**Exercises**
A) Name every newspaper or magazine mentioned in the text about 11 days in 1968.
B) Pick up the piece about the 11 days in 1968 right after its final line.

**Document passage**
=== Begin Enclosure ===

Alone in her grief

Sandra ClarkAround Town, Feature

Written by Knoxville resident Bill Young who looks back on 11 eventful days 50 years ago: March 30 – April 9, 1968

March 30: the New York Times reported the Rev. Dr. Martin Luther King Jr. was going back to Memphis. The headline: “DR. KING TO MARCH IN MEMPHIS AGAIN; Aims to Show That Protest There Can Be Nonviolent.” However, the Times didn’t deem the story worthy of the front page. The story was published on page 31.

March 30: Newspapers in Wisconsin were reporting on Paul Newman stumping the state for Democratic presidential candidate, Sen. Gene McCarthy. Folks were thrilled to see him. Wisconsin’s Democratic presidential primary would be held April 2. (When Paul Newman and other stars campaigned in the 1968 Wisconsin primary. Milwaukee Journal Sentinel)

March 30: Folks were reading the March 29 issue of Life magazine. The magazine reported Gov. Nelson Rockefeller’s decision not to seek the Republican presidential nomination, LBJ enthusiastically stumping the Midwest and speculation that RFK’s candidacy would force McCarthy out of the race for the Democratic presidential nomination before the June 4 California primary.

March 31: LBJ announced: “I shall not seek nor will I accept the nomination of my party for another term as your president.”

April 2: McCarthy won big in the Wisconsin primary.

April 4: RFK announced to a rally in Indianapolis: “Martin Luther King was shot and killed tonight.”

April 9: Dr. King’s funeral was in Atlanta.

=== End Enclosure ===

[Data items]
=== Begin Enclosure ===

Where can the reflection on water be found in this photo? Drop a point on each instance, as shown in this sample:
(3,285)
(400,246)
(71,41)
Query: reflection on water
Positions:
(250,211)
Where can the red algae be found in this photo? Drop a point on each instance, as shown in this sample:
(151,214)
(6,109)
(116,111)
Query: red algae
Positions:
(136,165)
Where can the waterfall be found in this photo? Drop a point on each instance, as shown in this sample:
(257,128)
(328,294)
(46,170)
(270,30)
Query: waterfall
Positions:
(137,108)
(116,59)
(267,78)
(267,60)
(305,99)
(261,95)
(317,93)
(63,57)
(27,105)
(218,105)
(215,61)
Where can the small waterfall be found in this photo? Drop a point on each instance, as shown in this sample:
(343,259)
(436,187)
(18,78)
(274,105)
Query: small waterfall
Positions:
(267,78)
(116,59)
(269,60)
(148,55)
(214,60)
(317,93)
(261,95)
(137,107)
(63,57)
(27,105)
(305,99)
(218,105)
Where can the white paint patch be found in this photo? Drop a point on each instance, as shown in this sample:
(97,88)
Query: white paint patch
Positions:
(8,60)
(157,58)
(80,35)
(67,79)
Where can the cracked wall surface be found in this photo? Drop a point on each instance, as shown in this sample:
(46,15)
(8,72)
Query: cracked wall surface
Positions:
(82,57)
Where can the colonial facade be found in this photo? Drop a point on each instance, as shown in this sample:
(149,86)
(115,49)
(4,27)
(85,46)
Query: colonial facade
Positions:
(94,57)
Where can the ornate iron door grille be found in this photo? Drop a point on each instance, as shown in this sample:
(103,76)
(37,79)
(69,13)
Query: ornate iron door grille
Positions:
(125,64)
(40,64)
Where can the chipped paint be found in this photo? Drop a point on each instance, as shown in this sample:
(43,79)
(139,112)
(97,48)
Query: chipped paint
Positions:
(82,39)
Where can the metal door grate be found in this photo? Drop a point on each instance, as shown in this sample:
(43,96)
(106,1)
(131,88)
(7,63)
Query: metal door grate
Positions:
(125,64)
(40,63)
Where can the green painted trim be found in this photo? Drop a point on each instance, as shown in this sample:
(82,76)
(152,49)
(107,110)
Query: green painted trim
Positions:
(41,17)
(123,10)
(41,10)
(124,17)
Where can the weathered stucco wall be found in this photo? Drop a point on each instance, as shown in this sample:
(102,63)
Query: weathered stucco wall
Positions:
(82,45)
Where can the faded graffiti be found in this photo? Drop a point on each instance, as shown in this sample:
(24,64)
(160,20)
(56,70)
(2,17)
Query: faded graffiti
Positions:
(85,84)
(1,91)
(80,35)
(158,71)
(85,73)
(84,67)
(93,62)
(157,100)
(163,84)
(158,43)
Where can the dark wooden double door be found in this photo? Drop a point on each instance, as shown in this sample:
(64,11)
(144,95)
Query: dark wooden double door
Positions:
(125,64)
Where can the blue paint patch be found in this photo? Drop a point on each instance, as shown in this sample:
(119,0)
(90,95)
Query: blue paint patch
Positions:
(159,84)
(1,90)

=== End Enclosure ===
=== Begin Enclosure ===

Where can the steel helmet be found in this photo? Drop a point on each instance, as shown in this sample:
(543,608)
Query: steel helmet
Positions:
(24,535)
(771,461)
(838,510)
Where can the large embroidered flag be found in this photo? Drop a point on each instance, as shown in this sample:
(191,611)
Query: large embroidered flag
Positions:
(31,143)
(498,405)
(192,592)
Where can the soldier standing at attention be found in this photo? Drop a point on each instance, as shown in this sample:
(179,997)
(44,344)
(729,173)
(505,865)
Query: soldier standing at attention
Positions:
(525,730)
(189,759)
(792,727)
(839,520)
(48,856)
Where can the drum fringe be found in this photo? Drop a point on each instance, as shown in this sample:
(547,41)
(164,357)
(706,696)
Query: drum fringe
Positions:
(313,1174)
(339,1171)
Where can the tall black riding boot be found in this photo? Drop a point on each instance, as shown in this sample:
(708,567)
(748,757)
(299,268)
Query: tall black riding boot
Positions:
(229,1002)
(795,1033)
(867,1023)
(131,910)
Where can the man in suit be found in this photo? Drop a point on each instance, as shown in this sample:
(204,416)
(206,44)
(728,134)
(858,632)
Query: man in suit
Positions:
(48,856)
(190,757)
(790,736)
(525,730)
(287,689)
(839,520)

=== End Enclosure ===

**Solved problems**
A) The New York Times, the Milwaukee Journal Sentinel, and Life magazine.

B)
Atlanta’s civic leaders were striving to make Atlanta an international city. To debunk the idea that Atlanta was mired in the ways of the segregated south they adopted the motto: “A City Too Busy To Hate.” The city honored Dr. King by lowering the flags at City Hall to half-staff and closing city offices and schools for the funeral.

Segregationist Georgia Gov. Lester Maddox refused to honor the President’s order to lower the American flag to half-staff at the Capitol. Georgia’s secretary of state did. Maddox also refused to close the Capitol for funeral: “We don’t ever close on Tuesday. Why shouldn’t they be on the job?” Maddox did order state troopers, in riot gear, to protect the Capitol. (Atlanta’s 4 mile goodbye to King. MyAJC.com)

I was in the 8th grade. Patty Hillsman Jr. High. Athens, Georgia. The Athens school system was segregated.

Therefore, Patty Hillsman Jr. High’s student body was white but there was one young black teacher. She was my history teacher.

All those years ago schools had a bunch of big black and white TVs, rolled into classrooms on what could be described as half of a gurney. Mostly TVs were rolled into classrooms to watch NASA’s Mercury and Gemini space missions.

April 9: the only classroom in Patty Hillsman Jr. High with a TV was my history teacher’s room. In history class that day, we watched Dr. King’s funeral.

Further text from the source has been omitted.